§ Task requirements: Repeat the records. Each line must match exactly.

§ Records supplied:
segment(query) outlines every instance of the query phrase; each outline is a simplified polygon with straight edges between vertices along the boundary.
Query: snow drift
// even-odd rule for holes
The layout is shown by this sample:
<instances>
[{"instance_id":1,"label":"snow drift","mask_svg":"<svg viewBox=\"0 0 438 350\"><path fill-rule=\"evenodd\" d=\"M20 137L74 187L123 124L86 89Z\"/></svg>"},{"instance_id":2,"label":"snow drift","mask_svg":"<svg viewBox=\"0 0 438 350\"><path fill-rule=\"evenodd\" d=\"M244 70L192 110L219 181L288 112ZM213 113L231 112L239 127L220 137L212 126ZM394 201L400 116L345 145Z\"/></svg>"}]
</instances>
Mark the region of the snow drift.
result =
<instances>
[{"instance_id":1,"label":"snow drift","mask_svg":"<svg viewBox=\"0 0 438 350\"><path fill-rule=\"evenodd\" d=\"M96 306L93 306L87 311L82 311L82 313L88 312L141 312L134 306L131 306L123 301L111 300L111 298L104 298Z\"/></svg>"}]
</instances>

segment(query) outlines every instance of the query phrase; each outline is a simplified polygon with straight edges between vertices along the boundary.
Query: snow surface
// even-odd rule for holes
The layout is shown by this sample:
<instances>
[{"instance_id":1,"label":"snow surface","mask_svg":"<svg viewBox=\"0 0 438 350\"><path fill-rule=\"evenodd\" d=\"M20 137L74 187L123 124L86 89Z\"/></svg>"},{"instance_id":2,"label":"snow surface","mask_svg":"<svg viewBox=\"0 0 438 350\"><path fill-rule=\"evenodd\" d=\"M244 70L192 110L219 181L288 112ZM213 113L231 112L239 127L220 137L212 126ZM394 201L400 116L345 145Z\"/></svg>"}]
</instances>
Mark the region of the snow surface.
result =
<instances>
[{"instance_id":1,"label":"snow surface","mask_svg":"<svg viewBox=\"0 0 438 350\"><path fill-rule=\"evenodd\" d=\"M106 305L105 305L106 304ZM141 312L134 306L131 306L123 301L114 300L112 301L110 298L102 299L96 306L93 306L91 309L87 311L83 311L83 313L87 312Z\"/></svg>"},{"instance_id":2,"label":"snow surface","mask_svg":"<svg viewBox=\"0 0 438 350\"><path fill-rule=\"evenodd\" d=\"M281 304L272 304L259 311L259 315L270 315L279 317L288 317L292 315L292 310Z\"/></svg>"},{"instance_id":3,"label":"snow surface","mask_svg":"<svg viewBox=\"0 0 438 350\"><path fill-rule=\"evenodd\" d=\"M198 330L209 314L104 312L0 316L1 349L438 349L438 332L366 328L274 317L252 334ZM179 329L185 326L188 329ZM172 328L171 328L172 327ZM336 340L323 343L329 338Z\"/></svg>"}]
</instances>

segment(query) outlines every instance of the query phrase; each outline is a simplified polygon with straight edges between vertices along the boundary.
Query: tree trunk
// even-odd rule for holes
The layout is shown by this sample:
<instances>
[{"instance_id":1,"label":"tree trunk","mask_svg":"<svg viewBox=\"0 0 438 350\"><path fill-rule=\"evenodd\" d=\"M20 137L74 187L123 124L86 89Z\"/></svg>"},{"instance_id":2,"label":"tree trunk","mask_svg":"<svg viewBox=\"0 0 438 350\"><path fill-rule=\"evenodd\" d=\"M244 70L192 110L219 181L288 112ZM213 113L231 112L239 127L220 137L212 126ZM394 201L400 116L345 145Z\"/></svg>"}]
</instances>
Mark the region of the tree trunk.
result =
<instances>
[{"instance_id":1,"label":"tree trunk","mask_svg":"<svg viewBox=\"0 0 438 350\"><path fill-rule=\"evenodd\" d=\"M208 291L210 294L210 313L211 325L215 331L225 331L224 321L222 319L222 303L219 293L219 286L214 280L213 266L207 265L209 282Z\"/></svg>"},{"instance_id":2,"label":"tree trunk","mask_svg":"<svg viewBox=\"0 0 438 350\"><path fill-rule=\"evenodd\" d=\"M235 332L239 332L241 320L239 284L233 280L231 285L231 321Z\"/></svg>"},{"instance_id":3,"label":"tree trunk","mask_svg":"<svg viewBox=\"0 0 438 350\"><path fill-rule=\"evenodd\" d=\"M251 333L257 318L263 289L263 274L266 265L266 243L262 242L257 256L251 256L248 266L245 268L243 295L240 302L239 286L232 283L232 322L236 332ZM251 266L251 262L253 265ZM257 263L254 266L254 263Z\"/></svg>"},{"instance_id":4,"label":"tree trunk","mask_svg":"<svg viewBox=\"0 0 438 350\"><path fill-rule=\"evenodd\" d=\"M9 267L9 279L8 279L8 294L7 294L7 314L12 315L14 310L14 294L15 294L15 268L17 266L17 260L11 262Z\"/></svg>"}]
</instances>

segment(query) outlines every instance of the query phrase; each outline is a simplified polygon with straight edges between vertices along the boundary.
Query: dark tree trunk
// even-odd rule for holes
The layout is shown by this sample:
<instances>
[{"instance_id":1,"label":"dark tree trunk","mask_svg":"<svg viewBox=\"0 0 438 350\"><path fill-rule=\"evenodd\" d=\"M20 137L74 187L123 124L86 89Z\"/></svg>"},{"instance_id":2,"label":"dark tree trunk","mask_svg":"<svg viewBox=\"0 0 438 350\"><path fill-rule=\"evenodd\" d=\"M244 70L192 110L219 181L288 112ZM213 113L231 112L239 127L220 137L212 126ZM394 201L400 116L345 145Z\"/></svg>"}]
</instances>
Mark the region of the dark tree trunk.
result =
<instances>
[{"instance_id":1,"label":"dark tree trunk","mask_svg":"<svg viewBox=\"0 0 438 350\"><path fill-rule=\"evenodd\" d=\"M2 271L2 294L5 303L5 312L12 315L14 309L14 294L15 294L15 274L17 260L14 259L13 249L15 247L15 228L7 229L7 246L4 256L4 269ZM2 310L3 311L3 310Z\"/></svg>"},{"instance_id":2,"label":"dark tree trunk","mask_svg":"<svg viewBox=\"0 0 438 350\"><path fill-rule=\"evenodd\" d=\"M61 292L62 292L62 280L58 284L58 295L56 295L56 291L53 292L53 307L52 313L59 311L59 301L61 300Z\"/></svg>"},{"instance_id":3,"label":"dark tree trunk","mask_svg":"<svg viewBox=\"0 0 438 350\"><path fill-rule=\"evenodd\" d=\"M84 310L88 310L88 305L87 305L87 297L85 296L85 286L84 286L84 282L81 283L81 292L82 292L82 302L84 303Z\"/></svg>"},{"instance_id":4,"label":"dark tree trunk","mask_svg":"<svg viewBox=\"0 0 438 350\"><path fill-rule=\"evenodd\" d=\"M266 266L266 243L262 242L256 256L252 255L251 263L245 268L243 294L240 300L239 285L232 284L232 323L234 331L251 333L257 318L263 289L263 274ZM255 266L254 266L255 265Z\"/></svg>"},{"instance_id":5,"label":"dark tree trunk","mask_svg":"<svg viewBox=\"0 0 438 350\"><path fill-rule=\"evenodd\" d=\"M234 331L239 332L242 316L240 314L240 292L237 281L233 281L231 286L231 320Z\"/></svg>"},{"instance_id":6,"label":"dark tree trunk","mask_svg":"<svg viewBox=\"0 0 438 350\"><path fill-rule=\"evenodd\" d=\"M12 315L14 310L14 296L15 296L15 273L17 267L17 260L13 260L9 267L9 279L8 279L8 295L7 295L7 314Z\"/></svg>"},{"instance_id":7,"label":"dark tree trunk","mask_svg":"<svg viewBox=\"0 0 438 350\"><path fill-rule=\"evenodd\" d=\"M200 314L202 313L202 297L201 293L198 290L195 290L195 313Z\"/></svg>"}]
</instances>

§ Answer to the problem:
segment(query) outlines every instance of the query phrase; each outline is a simplified polygon with straight edges between vertices along the boundary.
Query: snow drift
// even-odd rule for holes
The layout is shown by this sample:
<instances>
[{"instance_id":1,"label":"snow drift","mask_svg":"<svg viewBox=\"0 0 438 350\"><path fill-rule=\"evenodd\" d=\"M20 137L74 187L123 124L86 89Z\"/></svg>"},{"instance_id":2,"label":"snow drift","mask_svg":"<svg viewBox=\"0 0 438 350\"><path fill-rule=\"evenodd\" d=\"M244 70L192 110L219 181L288 112ZM213 113L231 112L239 127L220 137L212 126ZM394 201L400 116L345 145Z\"/></svg>"}]
</instances>
Mark the region of the snow drift.
result =
<instances>
[{"instance_id":1,"label":"snow drift","mask_svg":"<svg viewBox=\"0 0 438 350\"><path fill-rule=\"evenodd\" d=\"M96 306L93 306L87 311L82 311L82 313L88 312L141 312L134 306L131 306L123 301L111 300L111 298L104 298Z\"/></svg>"}]
</instances>

segment(query) outlines every instance of the query phrase; each outline is a simplified polygon with straight edges between vertices along the boundary.
Query: snow surface
// even-odd rule for holes
The layout is shown by this sample:
<instances>
[{"instance_id":1,"label":"snow surface","mask_svg":"<svg viewBox=\"0 0 438 350\"><path fill-rule=\"evenodd\" d=\"M20 137L74 187L123 124L86 89Z\"/></svg>"},{"instance_id":2,"label":"snow surface","mask_svg":"<svg viewBox=\"0 0 438 350\"><path fill-rule=\"evenodd\" d=\"M244 70L192 110L219 181L288 112ZM213 113L231 112L239 127L220 137L212 126ZM394 201L400 116L345 145Z\"/></svg>"}]
</instances>
Mark the region of the snow surface.
result =
<instances>
[{"instance_id":1,"label":"snow surface","mask_svg":"<svg viewBox=\"0 0 438 350\"><path fill-rule=\"evenodd\" d=\"M106 305L105 305L106 304ZM141 312L134 306L131 306L123 301L114 300L112 301L110 298L102 299L96 306L93 306L91 309L87 311L83 311L83 313L87 312Z\"/></svg>"},{"instance_id":2,"label":"snow surface","mask_svg":"<svg viewBox=\"0 0 438 350\"><path fill-rule=\"evenodd\" d=\"M281 304L272 304L259 311L259 315L270 315L279 317L288 317L292 315L292 310Z\"/></svg>"},{"instance_id":3,"label":"snow surface","mask_svg":"<svg viewBox=\"0 0 438 350\"><path fill-rule=\"evenodd\" d=\"M198 330L209 314L104 312L0 316L1 349L438 349L438 332L366 328L274 317L252 334ZM179 329L185 326L188 329ZM172 328L171 328L172 327ZM336 340L323 343L329 338Z\"/></svg>"}]
</instances>

segment(query) outlines every instance of the query phrase; each outline is a simplified polygon with straight edges between vertices along the boundary.
Query: tree trunk
// even-odd rule for holes
The layout is shown by this sample:
<instances>
[{"instance_id":1,"label":"tree trunk","mask_svg":"<svg viewBox=\"0 0 438 350\"><path fill-rule=\"evenodd\" d=\"M20 137L74 187L123 124L86 89Z\"/></svg>"},{"instance_id":2,"label":"tree trunk","mask_svg":"<svg viewBox=\"0 0 438 350\"><path fill-rule=\"evenodd\" d=\"M244 70L192 110L219 181L288 112ZM213 113L231 112L239 127L220 137L212 126ZM394 201L400 116L345 145Z\"/></svg>"}]
</instances>
Mark the region of the tree trunk.
result =
<instances>
[{"instance_id":1,"label":"tree trunk","mask_svg":"<svg viewBox=\"0 0 438 350\"><path fill-rule=\"evenodd\" d=\"M208 291L210 294L210 313L211 325L215 331L225 331L224 321L222 319L222 303L219 293L219 286L214 280L213 266L207 265L209 282Z\"/></svg>"},{"instance_id":2,"label":"tree trunk","mask_svg":"<svg viewBox=\"0 0 438 350\"><path fill-rule=\"evenodd\" d=\"M235 332L239 332L241 320L239 284L233 280L231 285L231 321Z\"/></svg>"},{"instance_id":3,"label":"tree trunk","mask_svg":"<svg viewBox=\"0 0 438 350\"><path fill-rule=\"evenodd\" d=\"M251 333L257 318L263 289L263 274L266 265L266 243L262 242L257 256L251 256L248 266L245 268L243 295L240 302L239 286L232 283L232 322L236 332ZM251 266L251 262L253 265ZM257 263L254 266L254 263Z\"/></svg>"},{"instance_id":4,"label":"tree trunk","mask_svg":"<svg viewBox=\"0 0 438 350\"><path fill-rule=\"evenodd\" d=\"M9 267L9 279L8 279L8 294L7 294L7 314L12 315L14 310L14 294L15 294L15 268L17 266L17 260L11 262Z\"/></svg>"}]
</instances>

segment(query) outlines every instance of the query phrase; each outline is a simplified polygon with straight edges between vertices along the boundary.
Query: dark tree trunk
// even-odd rule for holes
The layout is shown by this sample:
<instances>
[{"instance_id":1,"label":"dark tree trunk","mask_svg":"<svg viewBox=\"0 0 438 350\"><path fill-rule=\"evenodd\" d=\"M20 137L74 187L123 124L86 89Z\"/></svg>"},{"instance_id":2,"label":"dark tree trunk","mask_svg":"<svg viewBox=\"0 0 438 350\"><path fill-rule=\"evenodd\" d=\"M244 70L192 110L219 181L288 112ZM213 113L231 112L239 127L220 137L212 126ZM394 201L400 116L345 145Z\"/></svg>"}]
</instances>
Mark the region of the dark tree trunk.
result =
<instances>
[{"instance_id":1,"label":"dark tree trunk","mask_svg":"<svg viewBox=\"0 0 438 350\"><path fill-rule=\"evenodd\" d=\"M2 271L2 294L5 303L5 312L12 315L14 309L14 294L15 294L15 274L17 260L14 259L13 249L15 247L15 228L7 229L7 246L4 256L4 269ZM2 310L3 311L3 310Z\"/></svg>"},{"instance_id":2,"label":"dark tree trunk","mask_svg":"<svg viewBox=\"0 0 438 350\"><path fill-rule=\"evenodd\" d=\"M61 292L62 292L62 280L58 284L58 295L56 295L56 291L53 292L53 307L52 313L59 311L59 301L61 300Z\"/></svg>"},{"instance_id":3,"label":"dark tree trunk","mask_svg":"<svg viewBox=\"0 0 438 350\"><path fill-rule=\"evenodd\" d=\"M84 310L88 310L88 305L87 305L87 297L85 296L85 286L84 286L84 282L81 283L81 292L82 292L82 302L84 303Z\"/></svg>"},{"instance_id":4,"label":"dark tree trunk","mask_svg":"<svg viewBox=\"0 0 438 350\"><path fill-rule=\"evenodd\" d=\"M266 266L266 243L262 242L256 256L252 255L251 263L245 268L243 294L240 300L239 285L232 284L232 323L234 331L251 333L257 318L263 289L263 274ZM255 266L254 266L255 265Z\"/></svg>"},{"instance_id":5,"label":"dark tree trunk","mask_svg":"<svg viewBox=\"0 0 438 350\"><path fill-rule=\"evenodd\" d=\"M234 331L239 332L242 316L240 314L240 292L237 281L233 281L231 286L231 320Z\"/></svg>"},{"instance_id":6,"label":"dark tree trunk","mask_svg":"<svg viewBox=\"0 0 438 350\"><path fill-rule=\"evenodd\" d=\"M12 315L14 310L14 296L15 296L15 273L17 267L17 260L13 260L9 267L9 279L8 279L8 295L7 295L7 314Z\"/></svg>"},{"instance_id":7,"label":"dark tree trunk","mask_svg":"<svg viewBox=\"0 0 438 350\"><path fill-rule=\"evenodd\" d=\"M200 314L202 313L202 297L201 293L198 290L195 290L195 313Z\"/></svg>"}]
</instances>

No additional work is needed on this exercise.